### Problem
Which lines below contain the string "handle"? Return every one of them unchanged.

### Entries provided

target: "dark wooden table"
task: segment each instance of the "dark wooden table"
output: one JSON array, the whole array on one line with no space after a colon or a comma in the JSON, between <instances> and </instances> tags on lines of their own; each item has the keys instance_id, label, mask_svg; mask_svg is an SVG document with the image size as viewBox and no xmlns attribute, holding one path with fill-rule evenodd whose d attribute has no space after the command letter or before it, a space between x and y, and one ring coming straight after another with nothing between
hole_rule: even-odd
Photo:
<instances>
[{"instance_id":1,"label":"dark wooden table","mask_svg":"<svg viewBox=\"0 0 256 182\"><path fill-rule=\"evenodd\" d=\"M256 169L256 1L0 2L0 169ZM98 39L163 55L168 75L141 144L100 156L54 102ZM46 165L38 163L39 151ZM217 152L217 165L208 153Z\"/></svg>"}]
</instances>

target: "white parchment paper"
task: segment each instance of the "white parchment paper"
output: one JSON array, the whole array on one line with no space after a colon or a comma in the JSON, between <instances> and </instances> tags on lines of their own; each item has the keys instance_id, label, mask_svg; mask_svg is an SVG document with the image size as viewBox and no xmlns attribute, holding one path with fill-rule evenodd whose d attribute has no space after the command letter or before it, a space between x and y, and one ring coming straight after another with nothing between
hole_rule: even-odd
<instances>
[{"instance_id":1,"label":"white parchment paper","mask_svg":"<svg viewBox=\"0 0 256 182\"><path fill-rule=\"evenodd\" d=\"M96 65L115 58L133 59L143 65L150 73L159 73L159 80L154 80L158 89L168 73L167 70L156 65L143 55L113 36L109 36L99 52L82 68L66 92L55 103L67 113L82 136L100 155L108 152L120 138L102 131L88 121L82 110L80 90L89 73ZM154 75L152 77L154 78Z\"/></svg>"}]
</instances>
---
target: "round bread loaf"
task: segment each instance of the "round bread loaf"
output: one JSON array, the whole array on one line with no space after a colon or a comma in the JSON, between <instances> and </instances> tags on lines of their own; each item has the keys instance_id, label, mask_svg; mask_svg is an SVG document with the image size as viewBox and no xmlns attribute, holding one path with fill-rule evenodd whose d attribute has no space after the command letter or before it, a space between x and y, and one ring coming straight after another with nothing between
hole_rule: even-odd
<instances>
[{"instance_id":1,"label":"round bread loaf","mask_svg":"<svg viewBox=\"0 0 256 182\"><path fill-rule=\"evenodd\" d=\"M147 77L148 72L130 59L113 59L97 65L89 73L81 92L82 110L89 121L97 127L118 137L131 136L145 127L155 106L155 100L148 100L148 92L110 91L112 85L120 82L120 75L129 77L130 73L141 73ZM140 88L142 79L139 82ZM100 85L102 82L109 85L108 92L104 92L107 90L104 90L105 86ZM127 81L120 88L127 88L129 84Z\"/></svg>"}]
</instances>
--
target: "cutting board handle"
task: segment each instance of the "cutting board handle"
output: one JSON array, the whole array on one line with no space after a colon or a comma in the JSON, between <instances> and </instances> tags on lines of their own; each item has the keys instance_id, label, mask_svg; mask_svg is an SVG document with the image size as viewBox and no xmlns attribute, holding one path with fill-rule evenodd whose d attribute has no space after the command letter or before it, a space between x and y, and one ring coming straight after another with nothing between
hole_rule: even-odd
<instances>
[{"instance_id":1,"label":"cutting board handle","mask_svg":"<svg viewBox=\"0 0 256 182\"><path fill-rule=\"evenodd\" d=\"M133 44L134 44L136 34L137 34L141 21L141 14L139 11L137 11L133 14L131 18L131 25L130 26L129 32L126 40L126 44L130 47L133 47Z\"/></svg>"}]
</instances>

### Solution
target: "cutting board handle"
task: segment each instance of the "cutting board handle"
[{"instance_id":1,"label":"cutting board handle","mask_svg":"<svg viewBox=\"0 0 256 182\"><path fill-rule=\"evenodd\" d=\"M133 44L134 44L136 34L137 34L141 21L141 14L139 11L137 11L133 14L131 18L131 25L130 26L129 32L126 40L126 44L130 47L133 47Z\"/></svg>"}]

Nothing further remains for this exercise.